Problem requirements:
Take the data and return it in full. Change nothing.

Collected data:

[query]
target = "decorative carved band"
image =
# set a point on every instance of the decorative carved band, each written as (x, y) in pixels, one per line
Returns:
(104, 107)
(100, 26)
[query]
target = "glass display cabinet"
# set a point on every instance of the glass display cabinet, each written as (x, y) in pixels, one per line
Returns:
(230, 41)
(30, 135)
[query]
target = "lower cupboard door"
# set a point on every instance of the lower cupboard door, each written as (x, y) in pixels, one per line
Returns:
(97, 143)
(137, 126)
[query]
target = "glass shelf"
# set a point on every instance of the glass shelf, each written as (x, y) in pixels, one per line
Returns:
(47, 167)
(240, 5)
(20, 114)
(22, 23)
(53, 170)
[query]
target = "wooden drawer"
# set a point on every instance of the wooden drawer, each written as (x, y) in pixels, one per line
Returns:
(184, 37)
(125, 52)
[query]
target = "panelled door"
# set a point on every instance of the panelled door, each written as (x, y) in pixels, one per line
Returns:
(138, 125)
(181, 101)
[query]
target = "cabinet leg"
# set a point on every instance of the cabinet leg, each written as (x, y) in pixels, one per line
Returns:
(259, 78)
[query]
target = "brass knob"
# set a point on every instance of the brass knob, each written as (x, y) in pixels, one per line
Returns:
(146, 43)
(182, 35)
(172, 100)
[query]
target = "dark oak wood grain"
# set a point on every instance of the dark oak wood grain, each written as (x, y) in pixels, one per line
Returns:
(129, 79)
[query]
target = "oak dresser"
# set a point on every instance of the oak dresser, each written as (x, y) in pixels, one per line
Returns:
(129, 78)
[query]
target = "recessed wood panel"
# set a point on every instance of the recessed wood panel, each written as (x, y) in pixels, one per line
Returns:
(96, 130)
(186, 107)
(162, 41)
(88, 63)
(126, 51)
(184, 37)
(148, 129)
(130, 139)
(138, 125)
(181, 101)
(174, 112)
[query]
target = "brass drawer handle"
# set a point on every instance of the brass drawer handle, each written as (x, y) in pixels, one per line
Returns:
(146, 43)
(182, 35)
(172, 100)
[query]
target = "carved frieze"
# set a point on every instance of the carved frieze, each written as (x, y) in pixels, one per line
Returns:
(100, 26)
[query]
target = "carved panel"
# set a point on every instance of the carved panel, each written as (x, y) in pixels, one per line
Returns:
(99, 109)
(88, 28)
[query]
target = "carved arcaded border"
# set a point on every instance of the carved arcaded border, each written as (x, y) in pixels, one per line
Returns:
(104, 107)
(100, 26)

Completed exercise:
[query]
target = "decorative carved band"
image =
# set a point on every instance of the decorative carved band, each written as (x, y) in pixels, one per line
Returns:
(104, 107)
(100, 26)
[query]
target = "glass display cabinet"
# set a point on every instance of the glass display cabinet, each written as (x, y) in pixels, one per line
Returns:
(230, 41)
(30, 135)
[query]
target = "lower cupboard door"
# set a point on every instance of the lower cupboard door, each written as (x, y) in pixels, one per line
Returns:
(97, 143)
(137, 126)
[query]
target = "glass shelf"
# set a point on every instance of the glass shelf, each written as (x, y) in pixels, one per line
Returns:
(47, 167)
(240, 5)
(20, 114)
(22, 23)
(53, 170)
[query]
target = "wooden drawer"
# set a point on every instance of the wooden drawer, each written as (x, y) in pixels, one per line
Returns:
(184, 37)
(125, 52)
[query]
target = "panelled door"
# set a point on every instance of the panelled door, each written as (x, y) in pixels, one per line
Returns:
(138, 125)
(181, 101)
[query]
target = "cabinet leg"
# set a point on every instance of the cabinet leg, each written as (x, y) in pixels, one per line
Returns:
(259, 78)
[query]
target = "brass knob"
# set a point on every instance of the brass knob, each written as (x, y) in pixels, one per line
Returns:
(146, 43)
(182, 35)
(172, 100)
[query]
target = "dark oak wood grain"
# set a point on every instance of the dark oak wood grain, each written as (x, y) in pixels, one per line
Returns:
(129, 79)
[query]
target = "oak dresser"
# set a point on every instance of the oak dresser, each written as (x, y) in pixels, one per line
Returns:
(129, 78)
[query]
target = "recessed wood panel"
# set a point on every instance of the recessed wood panel, each written as (x, y) in pixels, one per line
Returns:
(96, 130)
(186, 107)
(162, 41)
(88, 63)
(126, 51)
(184, 37)
(148, 129)
(130, 139)
(138, 125)
(181, 101)
(174, 112)
[query]
target = "brass drawer handle"
# set a point on every instance of the brass drawer handle, each written as (x, y) in pixels, one per line
Returns:
(146, 43)
(182, 35)
(172, 100)
[query]
target = "carved frieze"
# set a point on every instance of the carved frieze, each written as (x, y) in pixels, one per line
Returns:
(100, 26)
[query]
target = "carved panel"
# set a point on every instance of the carved panel, each written as (x, y) in pixels, one per line
Returns:
(99, 109)
(88, 28)
[query]
target = "carved arcaded border"
# set a point on every instance of the carved arcaded border, each written as (x, y) in pixels, one per line
Returns:
(104, 107)
(100, 26)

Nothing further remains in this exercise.